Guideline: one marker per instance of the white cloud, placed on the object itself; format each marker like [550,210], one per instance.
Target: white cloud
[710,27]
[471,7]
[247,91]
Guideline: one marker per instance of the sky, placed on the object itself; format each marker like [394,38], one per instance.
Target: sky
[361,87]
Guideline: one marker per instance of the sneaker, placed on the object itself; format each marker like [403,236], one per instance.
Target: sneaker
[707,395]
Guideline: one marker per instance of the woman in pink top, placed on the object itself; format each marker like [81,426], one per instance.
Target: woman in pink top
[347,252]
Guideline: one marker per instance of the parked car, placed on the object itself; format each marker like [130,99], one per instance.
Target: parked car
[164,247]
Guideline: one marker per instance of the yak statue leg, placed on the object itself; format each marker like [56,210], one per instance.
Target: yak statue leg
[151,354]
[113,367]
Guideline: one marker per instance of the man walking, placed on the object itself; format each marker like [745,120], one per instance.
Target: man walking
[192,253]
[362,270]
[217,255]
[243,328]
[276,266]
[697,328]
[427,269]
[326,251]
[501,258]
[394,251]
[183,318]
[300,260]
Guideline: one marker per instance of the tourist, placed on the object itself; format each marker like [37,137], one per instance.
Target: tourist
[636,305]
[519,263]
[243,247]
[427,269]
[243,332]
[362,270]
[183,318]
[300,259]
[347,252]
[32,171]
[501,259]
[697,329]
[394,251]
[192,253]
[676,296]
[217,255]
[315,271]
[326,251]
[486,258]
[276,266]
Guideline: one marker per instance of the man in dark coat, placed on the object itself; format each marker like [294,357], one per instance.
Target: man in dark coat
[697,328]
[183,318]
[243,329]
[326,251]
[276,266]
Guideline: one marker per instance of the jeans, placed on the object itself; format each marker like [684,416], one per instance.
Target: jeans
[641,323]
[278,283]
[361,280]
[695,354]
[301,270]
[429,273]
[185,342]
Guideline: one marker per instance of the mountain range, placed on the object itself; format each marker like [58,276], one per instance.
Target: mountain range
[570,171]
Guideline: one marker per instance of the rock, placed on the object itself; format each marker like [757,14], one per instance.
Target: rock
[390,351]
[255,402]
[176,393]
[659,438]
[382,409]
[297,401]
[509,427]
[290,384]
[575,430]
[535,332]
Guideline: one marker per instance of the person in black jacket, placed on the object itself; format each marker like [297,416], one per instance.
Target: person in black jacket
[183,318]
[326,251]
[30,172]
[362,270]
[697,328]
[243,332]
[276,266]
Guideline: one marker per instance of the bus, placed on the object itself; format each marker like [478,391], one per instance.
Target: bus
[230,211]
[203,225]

===============

* Stated exercise *
Take the entries above and transcribe them exactly.

* Full answer *
Guideline: one marker per instance of the white cloud, placed on the object itself; format each marker like [550,210], one per instance.
Target: white cloud
[710,27]
[471,7]
[247,91]
Guideline: one marker per instance of the sky, placed on the object itself; format each marker like [394,38], one per instance.
Target: sky
[361,87]
Guideline: one marker per instance of the sneaker, placed on the object itself; format each marker like [403,236], one per instance.
Target: sneaker
[707,395]
Guideline: one marker per instance of the woman in pink top, placed on the object itself; format each marker like [81,426], one per instance.
Target: woman in pink top
[347,252]
Guideline: one marker per instance of the parked car, placed on the object itself; format each marker like [130,99], one per instance.
Target: parked car
[164,247]
Guideline: one marker per instance of the yak statue leg, placed on the object itself; format each marker like [56,210], one per instance.
Target: yak statue leg
[151,354]
[113,367]
Guideline: one marker per instance of the man walking, placed on the object itself; format each marker like [745,120], one per instance.
Target: man walking
[192,253]
[362,270]
[217,255]
[243,328]
[276,266]
[697,328]
[427,269]
[326,251]
[501,258]
[394,251]
[183,318]
[300,260]
Guideline: one marker per instance of the tourist, placed on the object itself; format each marker like [37,137], one per instance.
Target: tourist
[636,305]
[519,263]
[243,247]
[427,269]
[243,332]
[362,270]
[183,318]
[300,259]
[347,252]
[32,171]
[501,259]
[697,329]
[394,251]
[192,253]
[676,296]
[217,255]
[315,271]
[326,251]
[486,258]
[276,266]
Guideline: one marker per instance of the man in dark coat, placed on the object itself; format each marker like [294,357], one per instance.
Target: man in dark coat
[697,328]
[183,318]
[243,329]
[326,251]
[276,266]
Guideline: one marker per instance of the jeans, placed on the object itself; format each marker like [684,416], one per instance.
Target: jeans
[641,323]
[278,283]
[361,280]
[695,354]
[301,270]
[429,273]
[185,342]
Guideline: one marker per instance of the mountain range, placed on the object itself; format each marker like [58,276], one per instance.
Target: mountain range
[570,171]
Guideline: one marker per instance of the rock, placed on the object itself; format each marker like [757,14], one per instance.
Target: rock
[390,351]
[255,402]
[176,393]
[659,438]
[382,409]
[297,401]
[509,427]
[290,384]
[575,430]
[535,332]
Guideline: one marker per instance of the person in black jacket, placed on the object itself; format each marker like [297,416], one per instance.
Target: person in black jacket
[183,318]
[326,251]
[30,172]
[362,270]
[697,328]
[243,332]
[276,266]
Guideline: one marker per instance of the bus, placed on the object itself; format each marker like [478,391], one per instance.
Target: bus
[230,211]
[203,225]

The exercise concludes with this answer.